--- BEGIN ---
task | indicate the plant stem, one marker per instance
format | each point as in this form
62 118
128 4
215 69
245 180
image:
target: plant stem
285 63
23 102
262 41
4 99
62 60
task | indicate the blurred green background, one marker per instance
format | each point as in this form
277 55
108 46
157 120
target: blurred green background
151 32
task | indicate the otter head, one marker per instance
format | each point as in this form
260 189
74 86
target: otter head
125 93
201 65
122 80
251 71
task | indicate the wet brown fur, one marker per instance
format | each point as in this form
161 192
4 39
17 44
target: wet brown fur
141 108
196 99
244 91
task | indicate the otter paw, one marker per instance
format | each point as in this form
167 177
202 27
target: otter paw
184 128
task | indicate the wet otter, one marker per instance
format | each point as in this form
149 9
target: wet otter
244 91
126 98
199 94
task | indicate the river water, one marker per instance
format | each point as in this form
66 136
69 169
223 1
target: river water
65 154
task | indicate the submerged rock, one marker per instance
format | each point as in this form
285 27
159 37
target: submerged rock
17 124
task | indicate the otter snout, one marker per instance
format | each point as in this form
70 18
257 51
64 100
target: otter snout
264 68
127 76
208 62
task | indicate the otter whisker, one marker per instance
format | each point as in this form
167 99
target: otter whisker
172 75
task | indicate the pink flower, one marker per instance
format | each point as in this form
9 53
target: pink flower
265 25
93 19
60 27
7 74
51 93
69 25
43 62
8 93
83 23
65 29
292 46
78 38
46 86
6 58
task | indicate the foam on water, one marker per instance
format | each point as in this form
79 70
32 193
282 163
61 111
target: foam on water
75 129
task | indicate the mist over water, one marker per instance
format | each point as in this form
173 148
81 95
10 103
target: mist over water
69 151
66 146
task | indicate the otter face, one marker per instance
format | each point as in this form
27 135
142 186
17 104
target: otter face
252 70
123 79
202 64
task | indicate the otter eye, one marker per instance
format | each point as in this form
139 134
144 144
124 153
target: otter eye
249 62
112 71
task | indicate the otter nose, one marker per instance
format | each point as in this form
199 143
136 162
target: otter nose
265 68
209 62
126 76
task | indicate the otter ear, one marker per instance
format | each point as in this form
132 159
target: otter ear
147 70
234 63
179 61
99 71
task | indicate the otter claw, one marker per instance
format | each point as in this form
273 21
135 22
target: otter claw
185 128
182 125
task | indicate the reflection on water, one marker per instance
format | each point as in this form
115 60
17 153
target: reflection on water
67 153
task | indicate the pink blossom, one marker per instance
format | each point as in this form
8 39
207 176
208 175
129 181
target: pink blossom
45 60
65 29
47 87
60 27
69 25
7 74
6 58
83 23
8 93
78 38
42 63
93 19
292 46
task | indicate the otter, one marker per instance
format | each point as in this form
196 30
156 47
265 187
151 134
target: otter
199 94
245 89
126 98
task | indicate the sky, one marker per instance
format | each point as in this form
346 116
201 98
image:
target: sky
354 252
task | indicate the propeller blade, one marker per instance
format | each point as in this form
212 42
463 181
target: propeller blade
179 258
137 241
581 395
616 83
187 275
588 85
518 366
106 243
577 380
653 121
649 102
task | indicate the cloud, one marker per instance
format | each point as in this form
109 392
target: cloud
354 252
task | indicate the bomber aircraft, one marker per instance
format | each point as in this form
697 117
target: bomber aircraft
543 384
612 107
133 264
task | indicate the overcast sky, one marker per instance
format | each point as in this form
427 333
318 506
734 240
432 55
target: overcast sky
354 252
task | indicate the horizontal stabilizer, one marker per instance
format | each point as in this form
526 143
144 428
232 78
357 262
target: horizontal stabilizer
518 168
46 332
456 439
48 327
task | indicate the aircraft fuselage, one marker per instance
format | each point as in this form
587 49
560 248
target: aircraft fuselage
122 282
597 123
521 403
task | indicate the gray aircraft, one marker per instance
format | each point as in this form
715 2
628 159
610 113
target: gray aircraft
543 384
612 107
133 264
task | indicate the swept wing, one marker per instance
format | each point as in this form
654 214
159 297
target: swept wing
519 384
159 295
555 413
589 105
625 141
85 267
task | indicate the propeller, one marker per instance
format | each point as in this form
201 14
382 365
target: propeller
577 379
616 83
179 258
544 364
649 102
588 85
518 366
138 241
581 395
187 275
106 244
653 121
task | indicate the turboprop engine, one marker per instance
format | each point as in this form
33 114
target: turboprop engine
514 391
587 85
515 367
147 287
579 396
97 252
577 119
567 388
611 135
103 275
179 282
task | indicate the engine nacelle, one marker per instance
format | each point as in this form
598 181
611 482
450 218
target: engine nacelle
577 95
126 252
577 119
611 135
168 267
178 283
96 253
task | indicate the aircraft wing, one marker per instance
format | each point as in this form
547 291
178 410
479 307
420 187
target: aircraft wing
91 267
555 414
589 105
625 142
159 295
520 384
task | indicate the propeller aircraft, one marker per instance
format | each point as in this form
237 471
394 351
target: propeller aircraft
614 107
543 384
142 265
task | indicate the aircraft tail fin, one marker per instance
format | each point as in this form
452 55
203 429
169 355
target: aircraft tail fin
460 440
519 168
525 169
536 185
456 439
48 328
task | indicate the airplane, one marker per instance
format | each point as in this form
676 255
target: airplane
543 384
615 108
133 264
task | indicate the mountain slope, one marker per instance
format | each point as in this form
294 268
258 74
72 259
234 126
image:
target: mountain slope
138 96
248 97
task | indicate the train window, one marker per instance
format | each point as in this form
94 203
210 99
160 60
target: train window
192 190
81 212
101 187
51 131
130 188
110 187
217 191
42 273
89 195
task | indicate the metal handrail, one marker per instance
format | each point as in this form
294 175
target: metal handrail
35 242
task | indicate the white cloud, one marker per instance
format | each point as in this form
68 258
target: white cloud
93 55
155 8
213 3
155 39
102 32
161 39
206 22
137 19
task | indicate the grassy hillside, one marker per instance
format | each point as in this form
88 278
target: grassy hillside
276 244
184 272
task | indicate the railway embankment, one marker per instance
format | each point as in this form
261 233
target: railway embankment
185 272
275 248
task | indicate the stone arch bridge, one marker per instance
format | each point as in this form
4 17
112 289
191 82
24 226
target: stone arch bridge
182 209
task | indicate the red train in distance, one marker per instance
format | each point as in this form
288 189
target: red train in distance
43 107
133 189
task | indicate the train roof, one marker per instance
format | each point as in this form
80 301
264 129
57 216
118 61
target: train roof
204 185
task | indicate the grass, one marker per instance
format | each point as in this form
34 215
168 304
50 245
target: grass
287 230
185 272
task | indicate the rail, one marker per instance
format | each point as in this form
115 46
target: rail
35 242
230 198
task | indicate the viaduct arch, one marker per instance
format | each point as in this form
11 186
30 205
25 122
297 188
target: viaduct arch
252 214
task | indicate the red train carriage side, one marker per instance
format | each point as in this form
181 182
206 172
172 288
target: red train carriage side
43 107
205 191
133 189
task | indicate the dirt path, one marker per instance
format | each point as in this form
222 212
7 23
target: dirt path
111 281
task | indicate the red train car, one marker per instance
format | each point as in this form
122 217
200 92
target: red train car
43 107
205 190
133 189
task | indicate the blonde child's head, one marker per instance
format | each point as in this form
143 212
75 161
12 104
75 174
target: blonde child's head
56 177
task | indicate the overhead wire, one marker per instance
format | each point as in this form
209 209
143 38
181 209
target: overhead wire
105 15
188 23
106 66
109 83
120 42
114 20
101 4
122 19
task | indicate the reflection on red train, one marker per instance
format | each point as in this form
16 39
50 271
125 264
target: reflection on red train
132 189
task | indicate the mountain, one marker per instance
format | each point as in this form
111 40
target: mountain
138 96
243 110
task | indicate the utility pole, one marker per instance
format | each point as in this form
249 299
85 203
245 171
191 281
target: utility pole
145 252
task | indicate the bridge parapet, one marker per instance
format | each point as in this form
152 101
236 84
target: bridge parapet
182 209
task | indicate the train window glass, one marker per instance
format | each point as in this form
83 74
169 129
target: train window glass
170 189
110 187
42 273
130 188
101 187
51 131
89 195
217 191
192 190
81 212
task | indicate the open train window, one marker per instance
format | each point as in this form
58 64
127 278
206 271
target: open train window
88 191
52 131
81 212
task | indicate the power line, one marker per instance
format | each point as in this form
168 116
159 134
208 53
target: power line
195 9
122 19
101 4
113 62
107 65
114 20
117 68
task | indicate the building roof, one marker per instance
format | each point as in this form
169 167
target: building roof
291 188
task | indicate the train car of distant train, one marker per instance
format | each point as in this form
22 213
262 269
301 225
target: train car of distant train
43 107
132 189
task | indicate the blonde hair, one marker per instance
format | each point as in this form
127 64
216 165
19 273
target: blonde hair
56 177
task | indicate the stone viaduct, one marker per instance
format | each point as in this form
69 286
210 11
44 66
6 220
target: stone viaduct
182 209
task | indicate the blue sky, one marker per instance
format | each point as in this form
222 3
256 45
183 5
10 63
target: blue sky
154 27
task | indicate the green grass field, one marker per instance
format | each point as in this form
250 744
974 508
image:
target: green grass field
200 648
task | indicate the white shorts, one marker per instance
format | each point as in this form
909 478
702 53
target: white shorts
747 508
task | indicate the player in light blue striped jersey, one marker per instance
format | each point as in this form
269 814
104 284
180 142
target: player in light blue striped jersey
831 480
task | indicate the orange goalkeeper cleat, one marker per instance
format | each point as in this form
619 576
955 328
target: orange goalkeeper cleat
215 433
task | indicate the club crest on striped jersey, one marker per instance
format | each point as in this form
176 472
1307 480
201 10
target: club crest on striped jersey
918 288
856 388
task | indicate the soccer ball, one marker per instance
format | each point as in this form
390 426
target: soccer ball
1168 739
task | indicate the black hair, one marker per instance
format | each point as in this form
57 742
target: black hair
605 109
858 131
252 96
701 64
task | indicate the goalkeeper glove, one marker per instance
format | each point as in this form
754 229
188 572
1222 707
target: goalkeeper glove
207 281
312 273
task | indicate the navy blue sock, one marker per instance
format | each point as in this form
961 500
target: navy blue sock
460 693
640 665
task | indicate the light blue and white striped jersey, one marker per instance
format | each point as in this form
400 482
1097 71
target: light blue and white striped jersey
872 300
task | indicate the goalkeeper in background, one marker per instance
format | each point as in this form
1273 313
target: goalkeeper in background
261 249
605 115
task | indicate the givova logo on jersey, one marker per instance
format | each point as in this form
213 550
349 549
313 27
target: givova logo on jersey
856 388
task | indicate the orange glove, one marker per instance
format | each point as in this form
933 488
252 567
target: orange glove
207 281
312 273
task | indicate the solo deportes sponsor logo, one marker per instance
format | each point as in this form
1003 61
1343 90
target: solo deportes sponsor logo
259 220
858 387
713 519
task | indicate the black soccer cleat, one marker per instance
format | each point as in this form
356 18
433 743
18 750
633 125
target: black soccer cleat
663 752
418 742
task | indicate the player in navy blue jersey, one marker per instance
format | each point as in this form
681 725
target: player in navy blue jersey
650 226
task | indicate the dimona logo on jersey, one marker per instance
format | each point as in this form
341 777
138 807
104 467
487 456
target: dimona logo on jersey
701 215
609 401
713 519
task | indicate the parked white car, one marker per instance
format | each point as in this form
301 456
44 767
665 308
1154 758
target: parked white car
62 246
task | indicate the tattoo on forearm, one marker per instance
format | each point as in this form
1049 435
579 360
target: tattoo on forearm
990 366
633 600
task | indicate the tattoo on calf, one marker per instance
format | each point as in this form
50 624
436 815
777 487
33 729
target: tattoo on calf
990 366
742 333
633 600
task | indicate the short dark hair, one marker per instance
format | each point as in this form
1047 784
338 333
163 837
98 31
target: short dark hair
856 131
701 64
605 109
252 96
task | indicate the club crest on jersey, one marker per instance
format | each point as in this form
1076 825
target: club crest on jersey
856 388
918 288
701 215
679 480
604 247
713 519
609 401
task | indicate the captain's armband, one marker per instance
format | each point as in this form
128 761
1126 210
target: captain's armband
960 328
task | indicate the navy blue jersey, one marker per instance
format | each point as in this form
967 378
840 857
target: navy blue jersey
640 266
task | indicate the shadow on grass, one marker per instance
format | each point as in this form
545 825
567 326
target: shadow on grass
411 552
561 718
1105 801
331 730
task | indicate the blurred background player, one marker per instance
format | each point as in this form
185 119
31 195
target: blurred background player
--- END ---
▶ _WHAT TO WORK ON_: Output exactly the lines from the one containing "task | indicate the short" through the last line of the entries, both ends included.

▶ _COMPLETE ANSWER_:
task | indicate the short dark hair, one marker per instance
format | each point as in this form
1047 784
338 333
163 837
98 31
target: short dark hair
856 131
701 64
605 109
252 96
task | indicate the club crest on jersey, one marker per instance
format | each point as in this form
1076 825
target: club crest on jersey
856 388
918 288
701 215
679 480
604 247
713 519
609 401
task | indicate the captain's armband, one marker per instance
format | each point as in this form
128 761
1126 210
target: captain's armband
960 328
task | indicate the navy blue jersey, one marker per instance
format | each point as in this form
967 378
840 857
target: navy blue jersey
640 266
task | indicate the shadow on grass, one marker per instance
format | each point as in this form
545 825
567 326
target: shadow on grass
411 552
561 718
1105 801
331 730
task | indicate the blurred background player, one marker per instance
format | each point as in this form
185 119
31 195
target: blurred background player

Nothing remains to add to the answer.